=== Records for processing ===

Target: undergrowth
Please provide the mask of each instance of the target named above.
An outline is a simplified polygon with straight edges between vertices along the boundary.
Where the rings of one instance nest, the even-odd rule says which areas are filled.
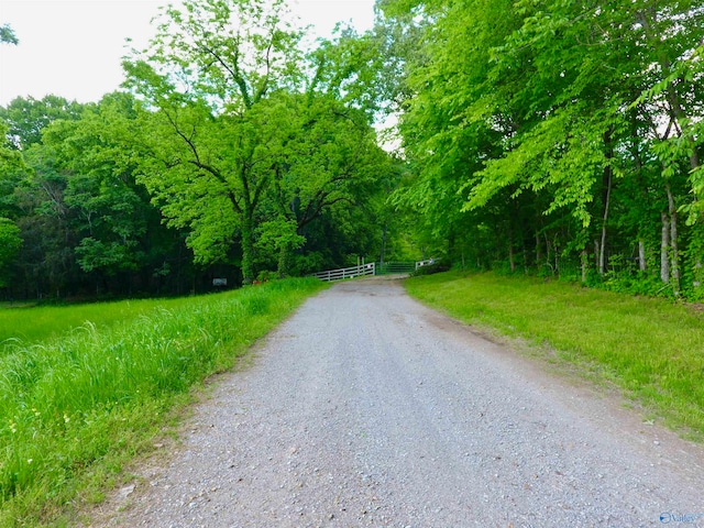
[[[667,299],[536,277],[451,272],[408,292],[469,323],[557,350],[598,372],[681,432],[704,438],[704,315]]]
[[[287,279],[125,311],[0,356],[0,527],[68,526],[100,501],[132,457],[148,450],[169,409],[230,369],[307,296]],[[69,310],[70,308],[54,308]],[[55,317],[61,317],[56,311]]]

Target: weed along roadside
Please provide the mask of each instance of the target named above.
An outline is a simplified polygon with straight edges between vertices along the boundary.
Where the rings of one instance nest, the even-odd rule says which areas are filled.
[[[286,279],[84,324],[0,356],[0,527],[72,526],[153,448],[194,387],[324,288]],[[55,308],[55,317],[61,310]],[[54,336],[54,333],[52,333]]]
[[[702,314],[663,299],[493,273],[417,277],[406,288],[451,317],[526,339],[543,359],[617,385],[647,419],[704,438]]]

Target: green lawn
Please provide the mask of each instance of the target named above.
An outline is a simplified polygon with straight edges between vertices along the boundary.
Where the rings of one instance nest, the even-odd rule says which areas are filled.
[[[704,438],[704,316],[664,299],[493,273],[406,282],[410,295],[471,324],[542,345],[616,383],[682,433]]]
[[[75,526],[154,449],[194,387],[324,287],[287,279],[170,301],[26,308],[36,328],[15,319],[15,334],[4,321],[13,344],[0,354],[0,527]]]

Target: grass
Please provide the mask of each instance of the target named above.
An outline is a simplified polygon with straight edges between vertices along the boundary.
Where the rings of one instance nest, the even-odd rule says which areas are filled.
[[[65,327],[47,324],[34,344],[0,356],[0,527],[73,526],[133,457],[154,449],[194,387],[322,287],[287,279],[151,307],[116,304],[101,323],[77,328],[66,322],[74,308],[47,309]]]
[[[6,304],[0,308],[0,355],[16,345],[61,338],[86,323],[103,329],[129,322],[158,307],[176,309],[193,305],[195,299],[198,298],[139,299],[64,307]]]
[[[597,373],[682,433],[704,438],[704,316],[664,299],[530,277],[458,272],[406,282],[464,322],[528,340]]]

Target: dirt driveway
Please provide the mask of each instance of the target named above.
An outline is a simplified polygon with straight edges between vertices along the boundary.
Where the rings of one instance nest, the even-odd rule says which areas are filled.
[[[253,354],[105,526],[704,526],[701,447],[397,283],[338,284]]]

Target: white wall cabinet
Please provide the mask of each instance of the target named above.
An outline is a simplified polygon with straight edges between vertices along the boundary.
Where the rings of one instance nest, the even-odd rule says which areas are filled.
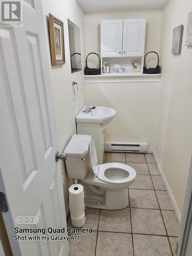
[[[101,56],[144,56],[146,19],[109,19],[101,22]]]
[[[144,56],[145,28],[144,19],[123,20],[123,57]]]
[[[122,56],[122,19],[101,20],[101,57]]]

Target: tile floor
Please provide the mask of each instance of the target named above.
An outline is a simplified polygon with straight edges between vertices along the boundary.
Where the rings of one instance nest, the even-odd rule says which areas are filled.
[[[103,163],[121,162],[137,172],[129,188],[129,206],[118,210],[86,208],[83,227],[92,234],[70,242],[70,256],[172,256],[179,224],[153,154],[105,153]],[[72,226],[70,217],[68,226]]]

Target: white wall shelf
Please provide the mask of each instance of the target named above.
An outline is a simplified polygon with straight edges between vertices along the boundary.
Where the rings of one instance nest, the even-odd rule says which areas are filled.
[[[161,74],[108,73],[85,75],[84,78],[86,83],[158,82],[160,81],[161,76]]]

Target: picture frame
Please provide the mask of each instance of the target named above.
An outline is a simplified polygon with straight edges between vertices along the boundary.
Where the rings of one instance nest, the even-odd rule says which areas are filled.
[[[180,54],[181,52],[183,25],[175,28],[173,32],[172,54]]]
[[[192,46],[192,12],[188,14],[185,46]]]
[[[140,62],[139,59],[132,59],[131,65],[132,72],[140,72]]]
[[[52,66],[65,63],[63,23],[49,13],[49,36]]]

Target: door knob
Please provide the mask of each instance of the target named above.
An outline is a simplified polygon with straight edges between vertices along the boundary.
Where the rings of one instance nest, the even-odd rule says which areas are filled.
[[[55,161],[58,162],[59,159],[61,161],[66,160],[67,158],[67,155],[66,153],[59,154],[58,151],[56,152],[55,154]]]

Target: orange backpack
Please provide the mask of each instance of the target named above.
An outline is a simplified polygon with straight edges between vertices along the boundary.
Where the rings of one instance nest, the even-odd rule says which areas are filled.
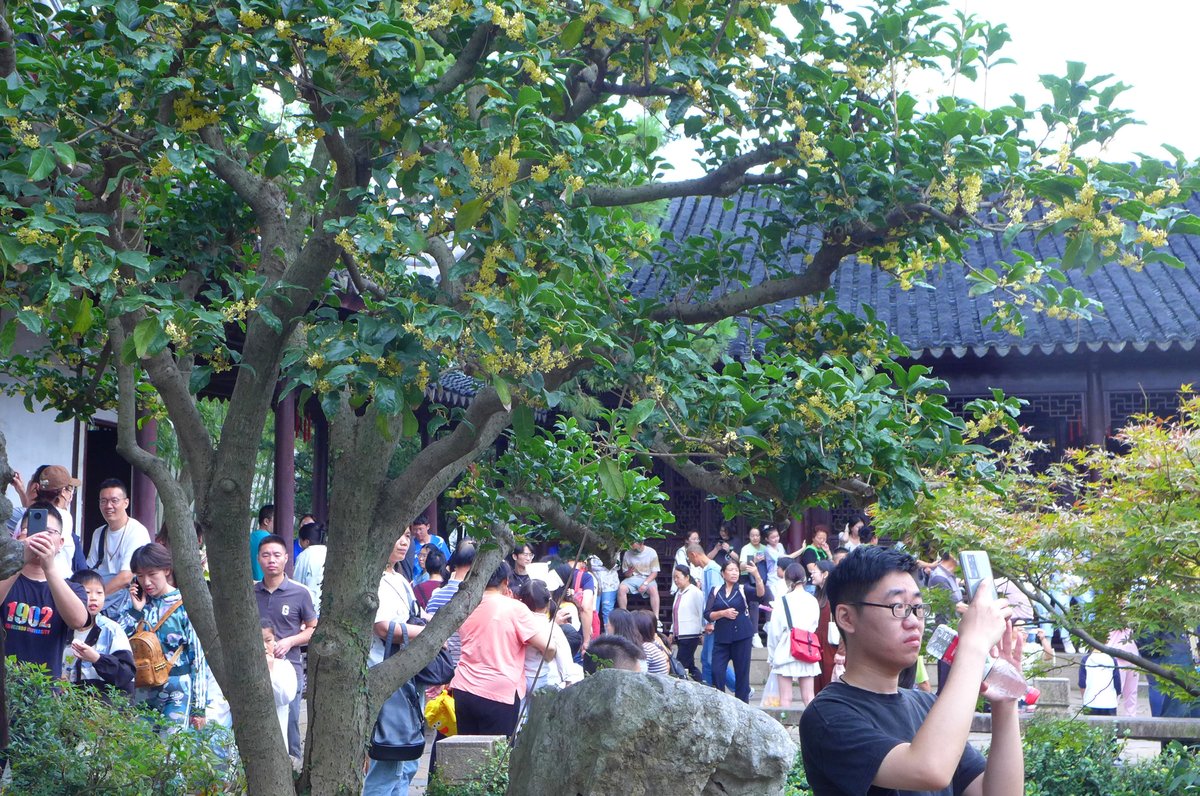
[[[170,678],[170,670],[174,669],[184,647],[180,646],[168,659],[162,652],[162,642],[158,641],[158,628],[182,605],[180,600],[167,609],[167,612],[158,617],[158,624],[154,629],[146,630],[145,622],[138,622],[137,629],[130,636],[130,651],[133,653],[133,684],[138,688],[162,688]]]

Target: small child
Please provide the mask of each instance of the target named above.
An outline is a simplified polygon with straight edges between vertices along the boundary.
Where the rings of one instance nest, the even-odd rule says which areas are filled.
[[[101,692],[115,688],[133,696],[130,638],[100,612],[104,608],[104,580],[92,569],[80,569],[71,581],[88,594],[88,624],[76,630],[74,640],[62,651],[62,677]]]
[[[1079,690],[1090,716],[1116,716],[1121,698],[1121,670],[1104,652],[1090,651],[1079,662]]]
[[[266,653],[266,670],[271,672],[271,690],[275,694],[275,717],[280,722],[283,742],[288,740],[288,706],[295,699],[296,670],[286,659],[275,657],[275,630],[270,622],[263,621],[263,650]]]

===

Exercise prompt -
Reproduce all of the records above word for word, leaving out the pictures.

Solution to this problem -
Target: undergrowth
Please provide the mask of each instance of the target named above.
An outline is a simplified polygon with straight edges between vertices along the boundary.
Where the rings of one instance nest, the even-odd rule says which areas are filled.
[[[667,299],[536,277],[451,272],[408,292],[469,323],[557,350],[598,372],[681,432],[704,438],[704,315]]]
[[[287,279],[125,311],[0,356],[0,527],[68,526],[100,501],[132,457],[148,450],[169,409],[230,369],[307,296]],[[69,310],[70,308],[54,308]],[[55,317],[61,317],[56,311]]]

Target: weed along roadside
Please provide the mask of each instance of the target named above.
An outline is a simplified polygon with straight edges between vertices along the boundary.
Where the rings of one instance nest, the even-odd rule says which areas are filled.
[[[286,279],[84,324],[0,356],[0,527],[72,526],[153,448],[194,387],[324,288]],[[55,308],[55,317],[61,310]],[[54,336],[54,333],[52,333]]]
[[[702,314],[663,299],[493,273],[417,277],[406,288],[451,317],[526,339],[543,359],[617,385],[647,419],[704,438]]]

Target: green lawn
Please provide the mask of each instance of the target named above.
An outline is a simplified polygon with straight edges between vertices along the boundary.
Where the rings of one instance nest, the even-odd rule says which areas are filled.
[[[704,438],[704,316],[664,299],[493,273],[406,282],[410,295],[471,324],[542,345],[616,383],[682,433]]]
[[[75,526],[154,449],[194,387],[324,287],[287,279],[170,301],[26,308],[36,328],[15,319],[15,334],[4,321],[13,344],[0,354],[0,527]]]

Target: grass
Please provide the mask of each instance of the target named above.
An outline is a simplified polygon with straight edges between vertices along the boundary.
Where the rings of one instance nest, the even-odd rule says which areas are filled.
[[[65,327],[47,324],[34,344],[0,356],[0,527],[73,526],[133,457],[154,449],[194,387],[322,287],[287,279],[151,307],[116,304],[101,323],[77,328],[66,322],[74,308],[47,309]]]
[[[6,304],[0,308],[0,355],[16,345],[61,338],[86,323],[103,329],[129,322],[158,307],[176,309],[193,305],[195,299],[198,298],[139,299],[64,307]]]
[[[597,373],[682,433],[704,438],[704,316],[664,299],[530,277],[458,272],[406,282],[464,322],[528,340]]]

Target: dirt driveway
Please provide the mask of each instance of the target named above.
An outline is a simplified polygon with straight edges between vertices along the boundary.
Where the rings of one instance nest, the even-odd rule says which areas are filled.
[[[253,354],[105,526],[704,526],[701,447],[397,283],[338,284]]]

Target: white wall cabinet
Please provide the mask of each instance of the target named above.
An outline is a simplified polygon with straight edges between vertices along the boundary.
Where the rings of one instance nest, the even-odd rule says which areas are filled.
[[[101,56],[144,56],[146,19],[109,19],[101,22]]]
[[[144,56],[145,28],[144,19],[123,20],[123,57]]]
[[[122,56],[122,19],[101,20],[101,57]]]

Target: tile floor
Please provide the mask of each instance of the target named above.
An outline is a simplified polygon with straight edges between vertices along the boundary.
Where the rings of one instance nest, the even-odd rule says which areas are filled.
[[[103,163],[121,162],[137,172],[129,188],[129,206],[118,210],[86,208],[83,227],[92,234],[70,242],[70,256],[172,256],[179,224],[153,154],[105,153]],[[72,226],[70,217],[68,226]]]

Target: white wall shelf
Please provide the mask of each instance of the target named above.
An outline is a simplified polygon with straight edges between vertices along the boundary.
Where the rings of one instance nest, the even-odd rule says which areas are filled.
[[[161,74],[108,73],[85,75],[84,78],[86,83],[158,82],[160,81],[161,76]]]

Target: picture frame
Please provide the mask of each instance of the target named above.
An outline is a simplified polygon with straight edges between vertices along the boundary.
Where the rings of one instance nest, the even-odd rule says which areas are filled.
[[[180,54],[181,52],[183,25],[175,28],[173,32],[172,54]]]
[[[192,46],[192,12],[188,14],[185,46]]]
[[[140,62],[139,59],[132,59],[131,65],[132,72],[140,72]]]
[[[52,66],[65,63],[63,23],[49,13],[49,36]]]

Target: door knob
Please provide the mask of each instance of the target named above.
An outline is a simplified polygon with straight edges between vertices along the boundary.
Where the rings of one instance nest, the even-odd rule says which areas are filled.
[[[55,161],[58,162],[59,159],[61,161],[66,160],[67,158],[67,155],[66,153],[59,154],[58,151],[56,152],[55,154]]]

Target: orange backpack
Please provide the mask of each instance of the target named above.
An outline is a simplified polygon with straight edges between vertices along the boundary.
Where the rings of one instance nest, the even-odd rule says which areas are filled.
[[[170,678],[170,670],[174,669],[184,647],[180,646],[168,659],[162,652],[162,642],[158,641],[158,628],[182,605],[180,600],[167,609],[167,612],[158,617],[158,624],[154,629],[146,630],[145,622],[138,622],[137,629],[130,636],[130,651],[133,653],[133,684],[138,688],[162,688]]]

Target: small child
Please provide the mask of each instance of the target named above.
An outline is a simplified polygon with straight edges between vertices along the boundary.
Where the rings of one instance nest, the even-odd rule says which areas are filled.
[[[101,692],[115,688],[133,696],[130,638],[100,612],[104,608],[104,580],[92,569],[80,569],[71,581],[88,594],[88,624],[76,630],[74,640],[62,651],[62,677]]]
[[[1079,690],[1090,716],[1116,716],[1121,698],[1121,670],[1104,652],[1090,651],[1079,662]]]
[[[266,653],[266,670],[271,672],[271,690],[275,694],[275,717],[280,722],[283,742],[288,740],[288,706],[295,699],[296,670],[286,659],[275,657],[275,630],[270,622],[263,621],[263,650]]]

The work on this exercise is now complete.